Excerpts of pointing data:
— start —
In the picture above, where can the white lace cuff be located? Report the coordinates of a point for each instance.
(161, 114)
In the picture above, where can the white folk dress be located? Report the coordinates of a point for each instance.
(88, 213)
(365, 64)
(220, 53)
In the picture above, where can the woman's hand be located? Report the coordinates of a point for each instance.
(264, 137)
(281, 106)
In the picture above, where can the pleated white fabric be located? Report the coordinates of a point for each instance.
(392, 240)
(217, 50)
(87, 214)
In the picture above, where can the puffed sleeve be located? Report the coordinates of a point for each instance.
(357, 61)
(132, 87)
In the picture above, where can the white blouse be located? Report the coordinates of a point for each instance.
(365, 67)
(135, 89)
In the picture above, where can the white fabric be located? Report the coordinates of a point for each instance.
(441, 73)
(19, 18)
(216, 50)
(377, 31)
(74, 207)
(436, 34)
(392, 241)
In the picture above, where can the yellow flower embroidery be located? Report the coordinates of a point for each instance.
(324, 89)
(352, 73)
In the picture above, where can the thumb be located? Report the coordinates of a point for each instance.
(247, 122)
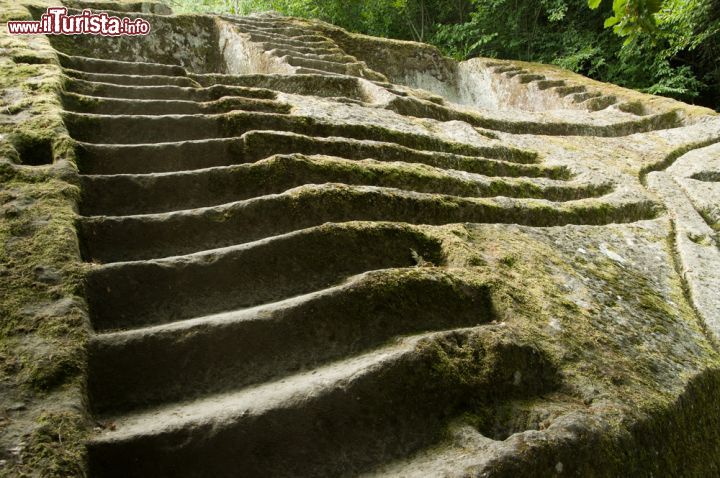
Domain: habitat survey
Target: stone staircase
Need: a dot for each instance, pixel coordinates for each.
(265, 282)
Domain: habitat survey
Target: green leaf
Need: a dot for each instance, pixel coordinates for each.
(611, 21)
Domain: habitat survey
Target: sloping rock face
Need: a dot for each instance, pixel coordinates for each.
(313, 253)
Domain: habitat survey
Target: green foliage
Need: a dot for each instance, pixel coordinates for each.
(666, 47)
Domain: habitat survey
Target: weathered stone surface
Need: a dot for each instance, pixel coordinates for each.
(314, 253)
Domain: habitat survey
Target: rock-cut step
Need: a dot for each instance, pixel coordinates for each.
(163, 192)
(143, 129)
(222, 352)
(105, 66)
(122, 238)
(132, 80)
(143, 293)
(165, 92)
(111, 159)
(336, 420)
(122, 106)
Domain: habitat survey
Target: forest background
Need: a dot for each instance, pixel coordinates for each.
(664, 47)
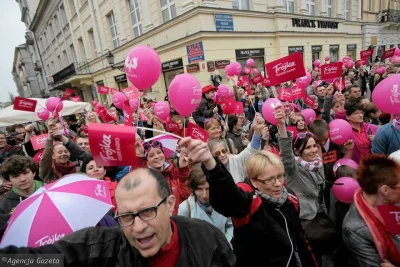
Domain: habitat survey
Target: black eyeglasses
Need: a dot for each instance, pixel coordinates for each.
(146, 214)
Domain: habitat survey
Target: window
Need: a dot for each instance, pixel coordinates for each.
(134, 8)
(168, 9)
(289, 6)
(113, 28)
(241, 4)
(346, 9)
(329, 8)
(311, 7)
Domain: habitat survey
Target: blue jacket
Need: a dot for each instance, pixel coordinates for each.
(386, 141)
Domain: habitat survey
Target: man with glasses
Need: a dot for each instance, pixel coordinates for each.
(148, 234)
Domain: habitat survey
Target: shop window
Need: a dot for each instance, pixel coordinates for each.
(241, 4)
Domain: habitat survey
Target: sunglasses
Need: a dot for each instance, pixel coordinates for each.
(301, 135)
(218, 153)
(149, 145)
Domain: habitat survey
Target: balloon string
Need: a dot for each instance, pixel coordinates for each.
(159, 131)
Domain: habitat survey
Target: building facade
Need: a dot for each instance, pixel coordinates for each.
(196, 36)
(28, 10)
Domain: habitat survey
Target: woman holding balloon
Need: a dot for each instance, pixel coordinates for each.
(364, 232)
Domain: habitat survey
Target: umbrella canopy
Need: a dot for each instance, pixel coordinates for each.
(56, 210)
(9, 116)
(169, 143)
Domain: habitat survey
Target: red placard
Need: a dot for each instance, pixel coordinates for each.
(331, 71)
(38, 142)
(113, 90)
(389, 53)
(131, 92)
(128, 113)
(257, 79)
(196, 132)
(339, 84)
(309, 101)
(67, 94)
(112, 145)
(104, 90)
(238, 108)
(104, 115)
(298, 92)
(286, 69)
(76, 98)
(172, 126)
(38, 156)
(24, 104)
(366, 53)
(285, 94)
(391, 216)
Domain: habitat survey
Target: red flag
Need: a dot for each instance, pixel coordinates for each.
(112, 145)
(24, 104)
(331, 71)
(286, 69)
(128, 113)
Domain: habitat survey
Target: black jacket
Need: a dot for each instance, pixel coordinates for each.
(202, 245)
(264, 235)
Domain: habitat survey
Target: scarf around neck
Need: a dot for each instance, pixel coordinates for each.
(276, 201)
(312, 166)
(379, 232)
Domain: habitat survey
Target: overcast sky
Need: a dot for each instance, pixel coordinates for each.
(12, 34)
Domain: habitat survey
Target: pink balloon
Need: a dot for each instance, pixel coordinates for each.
(386, 95)
(268, 110)
(304, 81)
(118, 99)
(236, 68)
(52, 103)
(340, 131)
(380, 70)
(223, 91)
(185, 94)
(345, 193)
(250, 62)
(134, 103)
(309, 115)
(143, 67)
(161, 109)
(43, 114)
(344, 162)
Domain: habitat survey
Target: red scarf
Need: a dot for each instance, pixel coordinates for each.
(382, 238)
(60, 170)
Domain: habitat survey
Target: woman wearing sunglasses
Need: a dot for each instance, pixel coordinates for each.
(236, 164)
(305, 175)
(176, 177)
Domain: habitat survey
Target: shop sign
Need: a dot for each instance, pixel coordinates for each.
(173, 64)
(316, 48)
(210, 66)
(224, 22)
(247, 53)
(294, 49)
(195, 52)
(193, 68)
(120, 78)
(351, 47)
(221, 64)
(311, 23)
(333, 47)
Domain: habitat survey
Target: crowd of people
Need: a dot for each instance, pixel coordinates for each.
(256, 194)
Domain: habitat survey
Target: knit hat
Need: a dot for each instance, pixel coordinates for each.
(208, 88)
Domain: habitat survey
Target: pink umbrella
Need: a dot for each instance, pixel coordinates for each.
(56, 210)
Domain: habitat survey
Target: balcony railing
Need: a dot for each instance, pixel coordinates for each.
(388, 15)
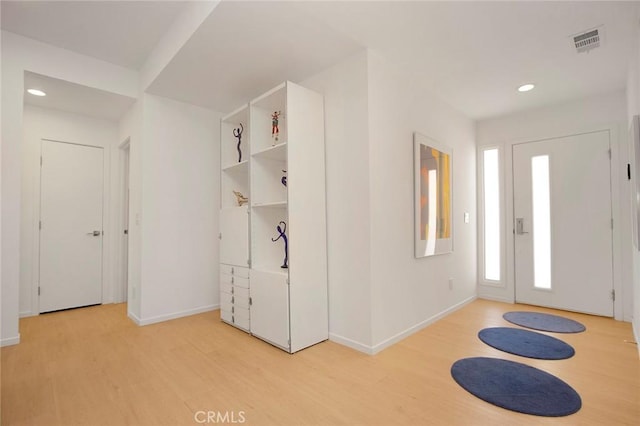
— end —
Extract every line of the data above that contains the word "rock".

TASK RESPONSE =>
Target: sloping rock face
Target: rock-cut step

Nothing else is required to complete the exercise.